Objective:
Reproduce every one of the records below word for word, keeping each line unchanged and in its original order.

Provided records:
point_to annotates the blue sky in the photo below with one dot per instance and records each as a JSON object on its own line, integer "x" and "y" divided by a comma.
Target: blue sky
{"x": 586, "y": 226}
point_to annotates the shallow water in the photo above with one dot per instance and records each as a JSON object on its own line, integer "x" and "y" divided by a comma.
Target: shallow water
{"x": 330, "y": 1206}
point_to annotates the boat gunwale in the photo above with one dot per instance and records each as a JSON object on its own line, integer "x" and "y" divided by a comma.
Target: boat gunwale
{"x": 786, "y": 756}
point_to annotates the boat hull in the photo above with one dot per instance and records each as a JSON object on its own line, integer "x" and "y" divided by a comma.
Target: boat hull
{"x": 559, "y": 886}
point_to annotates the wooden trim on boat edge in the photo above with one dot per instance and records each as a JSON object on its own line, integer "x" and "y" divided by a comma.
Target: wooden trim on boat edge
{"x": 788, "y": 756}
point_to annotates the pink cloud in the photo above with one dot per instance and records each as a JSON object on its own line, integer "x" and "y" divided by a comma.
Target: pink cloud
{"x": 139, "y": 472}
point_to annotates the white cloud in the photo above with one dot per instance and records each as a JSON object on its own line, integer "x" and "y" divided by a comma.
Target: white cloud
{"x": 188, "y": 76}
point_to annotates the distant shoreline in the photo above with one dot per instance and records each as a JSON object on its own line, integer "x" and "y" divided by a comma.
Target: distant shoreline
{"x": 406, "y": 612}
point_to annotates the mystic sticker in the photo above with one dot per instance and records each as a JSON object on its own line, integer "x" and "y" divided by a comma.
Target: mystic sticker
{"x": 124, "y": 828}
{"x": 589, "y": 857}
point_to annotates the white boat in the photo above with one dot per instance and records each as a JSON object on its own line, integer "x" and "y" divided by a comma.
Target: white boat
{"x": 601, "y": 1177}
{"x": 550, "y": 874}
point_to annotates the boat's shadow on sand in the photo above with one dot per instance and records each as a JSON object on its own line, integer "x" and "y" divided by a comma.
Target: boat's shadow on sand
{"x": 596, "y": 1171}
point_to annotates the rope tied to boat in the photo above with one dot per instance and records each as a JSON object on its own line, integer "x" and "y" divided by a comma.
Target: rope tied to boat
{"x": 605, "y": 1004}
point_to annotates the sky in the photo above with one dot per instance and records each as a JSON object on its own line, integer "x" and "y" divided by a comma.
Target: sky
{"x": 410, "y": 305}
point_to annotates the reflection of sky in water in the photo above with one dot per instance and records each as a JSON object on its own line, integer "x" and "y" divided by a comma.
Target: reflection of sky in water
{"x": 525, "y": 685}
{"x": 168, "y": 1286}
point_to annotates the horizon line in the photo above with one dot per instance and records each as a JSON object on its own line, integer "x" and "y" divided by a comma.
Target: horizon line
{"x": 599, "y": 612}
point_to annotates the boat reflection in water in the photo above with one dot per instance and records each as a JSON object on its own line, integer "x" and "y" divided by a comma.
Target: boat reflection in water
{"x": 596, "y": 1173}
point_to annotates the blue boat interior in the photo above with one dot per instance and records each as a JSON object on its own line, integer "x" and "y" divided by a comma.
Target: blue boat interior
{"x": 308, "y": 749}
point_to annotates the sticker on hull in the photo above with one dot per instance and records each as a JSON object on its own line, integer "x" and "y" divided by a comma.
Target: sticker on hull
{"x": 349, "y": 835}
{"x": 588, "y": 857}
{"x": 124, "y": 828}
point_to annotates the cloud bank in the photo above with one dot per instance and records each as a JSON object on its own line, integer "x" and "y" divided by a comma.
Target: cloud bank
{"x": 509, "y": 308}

Answer to this task:
point_to annotates the blue sky in the photo below with one dot per instance and records each as a JSON object on its own line, integer "x" and "y" divided by a comma.
Target: blue sky
{"x": 586, "y": 226}
point_to annotates the shallow water in the photo above with one dot per instance and records each as a JSON object on its own line, integer "x" and "y" divided by a comma.
Target: shallow water
{"x": 330, "y": 1206}
point_to annotates the boat gunwale in the photo above with one dot per instance and records each as a JSON object on its own line, integer "x" and "y" divided by a comma.
Target: boat gunwale
{"x": 786, "y": 756}
point_to annotates the boat hull in the photo above with one dot per instance and records each as a JSON object on its own line, integer "x" and "y" divided by a comma.
Target: boat hull
{"x": 559, "y": 886}
point_to annotates the wooden trim on boat edge in the photo above with one dot per instance and records each as a JSON object on its own line, integer "x" and "y" divided by a comma.
Target: wooden trim on boat edge
{"x": 788, "y": 756}
point_to annotates the pink cloud in the photo above with one dot per instance and records each as a JSON object on its own line, integer "x" and "y" divided by a comma.
Target: pink cloud
{"x": 139, "y": 472}
point_to annotates the white cloud in the photo above with one dot per instance and records each as a JSON object on its own line, integer "x" and "y" divided by a comma.
Target: white cloud
{"x": 188, "y": 76}
point_to annotates the distant shoreline in the photo above with one dot per instance and records each as a JSON object on its own line, integer "x" and "y" divided by a comma.
Target: distant shoreline
{"x": 406, "y": 612}
point_to annotates the mystic sticker in the photo above with one dot per instance and records each as a JSON object on its own line, integer "x" and "y" divided by a comma.
Target: mystic sticker
{"x": 124, "y": 828}
{"x": 589, "y": 857}
point_to annotates the white boat in the photo above with one dot per instance and records each as a JSON object on its own line, integer "x" and "y" divided by a comma.
Target: white boat
{"x": 601, "y": 1177}
{"x": 550, "y": 874}
point_to annotates the boat's shadow on sand in the photo above with one dot per instance and records each as a JSON object on its own line, integer "x" and "y" divided by a comma.
Target: boat's shadow on sand
{"x": 596, "y": 1171}
point_to annotates the rope tied to boat in the photo above with one dot per instance and records each as a JSON object on its own line, integer "x" and "y" divided by a comma.
Target: rope tied to boat
{"x": 605, "y": 1004}
point_to annotates the sky in the photo above with one dot per instance and records each as a JSON object on its own line, integer "x" and "y" divided by a comma.
Target: sky
{"x": 410, "y": 305}
point_to annotates the reflection of sky in water in the photo above with one dot per instance and records each as a JSON object on its own line, integer "x" and "y" divided by a comma.
Target: reflection of sky in water
{"x": 525, "y": 685}
{"x": 168, "y": 1286}
point_to annotates the horizon line in the photo above with one dot per instance and records each as a JSON object on its own line, integer "x" and "y" divided by a comma.
Target: horizon line
{"x": 599, "y": 612}
point_to annotates the boat reflection in water in the photo above with one dot per instance and records each as a JSON object on its own line, integer "x" and "y" divided by a comma.
Target: boat reflection in water
{"x": 596, "y": 1173}
point_to annotates the blue boat interior in the photo above with one dot per instance and records each as a JSON object on its own line, integer "x" and "y" divided by a comma.
Target: blue boat interior
{"x": 308, "y": 749}
point_to annotates the sticker on hull in the photo above with one dot per instance and records each as a JSON object on its own line, integer "x" and "y" divided by a comma.
Target: sticker on hull
{"x": 349, "y": 835}
{"x": 588, "y": 857}
{"x": 124, "y": 828}
point_to annotates the cloud bank in the photo above with one dot per instance and records each as a JSON object on its own line, integer "x" and "y" divided by a comma.
Target: cloud bank
{"x": 509, "y": 308}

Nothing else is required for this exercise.